• **RECORDS SHOWN**
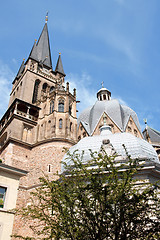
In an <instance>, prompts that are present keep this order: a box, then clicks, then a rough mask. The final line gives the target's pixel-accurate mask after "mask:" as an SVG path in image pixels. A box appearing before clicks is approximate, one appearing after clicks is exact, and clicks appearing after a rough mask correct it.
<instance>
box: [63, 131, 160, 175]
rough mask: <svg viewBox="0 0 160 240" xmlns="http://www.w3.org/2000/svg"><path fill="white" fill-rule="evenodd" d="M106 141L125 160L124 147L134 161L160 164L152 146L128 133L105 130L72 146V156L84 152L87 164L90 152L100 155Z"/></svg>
mask: <svg viewBox="0 0 160 240" xmlns="http://www.w3.org/2000/svg"><path fill="white" fill-rule="evenodd" d="M104 131H105V132H104ZM106 139H109V140H110V143H111V144H112V146H113V148H114V149H115V151H116V153H117V154H118V155H121V156H122V157H124V158H126V152H125V149H124V147H123V145H125V147H126V149H127V152H128V154H129V155H131V157H132V158H133V159H136V158H138V159H145V160H147V161H152V162H156V163H159V159H158V155H157V153H156V151H155V149H154V148H153V147H152V145H151V144H149V143H148V142H147V141H145V140H143V139H140V138H137V137H135V136H134V135H133V134H130V133H126V132H124V133H115V134H112V133H111V132H109V131H108V130H103V131H102V132H101V134H100V135H94V136H89V137H85V138H83V139H81V140H80V141H79V142H78V143H77V144H76V145H74V146H72V147H71V148H70V149H69V151H70V153H71V154H72V153H73V152H74V151H76V153H78V154H82V151H84V157H83V162H84V163H85V162H87V161H89V160H90V158H91V156H90V150H92V152H95V151H96V152H97V153H98V152H99V151H100V149H101V146H102V143H103V140H106ZM66 157H67V156H66V155H65V156H64V159H63V161H65V162H66V163H67V164H70V161H69V159H67V158H66ZM62 171H63V165H62Z"/></svg>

• **JOB ITEM**
Identify every line of the entries above that contains the string "evenodd", matching case exactly.

• **ANSWER TO THIS PROBLEM**
rough mask: <svg viewBox="0 0 160 240" xmlns="http://www.w3.org/2000/svg"><path fill="white" fill-rule="evenodd" d="M106 141L125 160L124 147L134 161L160 164L152 146L128 133L105 130L72 146V156L84 152L87 164L90 152L100 155Z"/></svg>
mask: <svg viewBox="0 0 160 240" xmlns="http://www.w3.org/2000/svg"><path fill="white" fill-rule="evenodd" d="M104 131H105V132H104ZM106 139H109V140H110V143H111V144H112V146H113V148H114V149H115V151H116V153H117V154H118V155H121V156H122V157H124V158H126V152H125V149H124V147H123V145H125V147H126V149H127V152H128V154H129V155H131V157H132V158H133V159H136V158H138V159H145V160H147V161H152V162H156V163H159V159H158V155H157V153H156V151H155V149H154V148H153V147H152V145H151V144H149V143H148V142H147V141H145V140H143V139H140V138H137V137H135V136H134V135H133V134H130V133H126V132H124V133H115V134H112V133H111V132H109V131H108V130H103V131H102V132H101V134H100V135H94V136H89V137H85V138H83V139H81V140H80V141H79V142H78V143H77V144H76V145H74V146H72V147H71V148H70V149H69V151H70V153H71V154H72V153H73V152H74V151H76V153H78V154H82V151H84V157H83V162H84V163H85V162H87V161H89V160H90V158H91V156H90V150H92V152H95V151H96V152H97V153H98V152H99V151H100V149H101V146H102V143H103V140H106ZM66 157H67V156H66V155H65V156H64V159H63V161H65V162H66V163H67V164H70V161H69V159H67V158H66ZM62 171H63V165H62Z"/></svg>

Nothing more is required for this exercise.